▸ **PROBLEM DESCRIPTION**:
Each line of the data below must be reproduced without any change.

▸ **RECORDS FOR THE TASK**:
━━━━━━━━━━━━━━━━━━━━━━━━━━━━━━
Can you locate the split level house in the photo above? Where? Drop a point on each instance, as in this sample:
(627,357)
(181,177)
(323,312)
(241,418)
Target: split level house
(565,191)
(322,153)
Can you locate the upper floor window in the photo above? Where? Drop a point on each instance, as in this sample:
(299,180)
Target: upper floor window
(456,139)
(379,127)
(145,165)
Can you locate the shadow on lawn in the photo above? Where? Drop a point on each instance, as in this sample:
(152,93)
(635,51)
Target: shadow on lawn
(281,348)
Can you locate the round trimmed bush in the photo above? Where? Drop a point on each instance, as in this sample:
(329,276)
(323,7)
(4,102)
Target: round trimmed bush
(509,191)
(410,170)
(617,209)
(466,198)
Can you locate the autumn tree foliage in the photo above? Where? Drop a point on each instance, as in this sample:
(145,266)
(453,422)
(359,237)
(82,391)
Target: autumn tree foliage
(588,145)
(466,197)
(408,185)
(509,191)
━━━━━━━━━━━━━━━━━━━━━━━━━━━━━━
▸ **OUTPUT FOR THIS TASK**:
Can you locate the split level house in the photo above? Where? Drop a point on each instance, as in this sample:
(627,357)
(181,177)
(323,312)
(241,418)
Target: split level house
(565,191)
(322,153)
Can you locate the upper floor window in the photo above? Where? Drop a point on each instance, as in this sample:
(299,180)
Target: upper floor window
(456,139)
(379,127)
(145,165)
Can you locate the shadow on lawn in the photo above? Where? Drop a point on each instance, as in this sample:
(152,93)
(635,51)
Target: shadow on lawn
(281,348)
Can you locate the round trimmed bush in the photo above? Where? Drop a point on each instance, as in this sample:
(329,276)
(323,7)
(4,102)
Target: round trimmed bush
(509,191)
(410,170)
(617,209)
(466,198)
Can you locate the autumn tree foliage in the photo above? Where? Drop a point on each instance, as in this sample:
(145,266)
(453,422)
(359,237)
(82,391)
Target: autumn tree foliage
(588,145)
(466,197)
(408,185)
(509,191)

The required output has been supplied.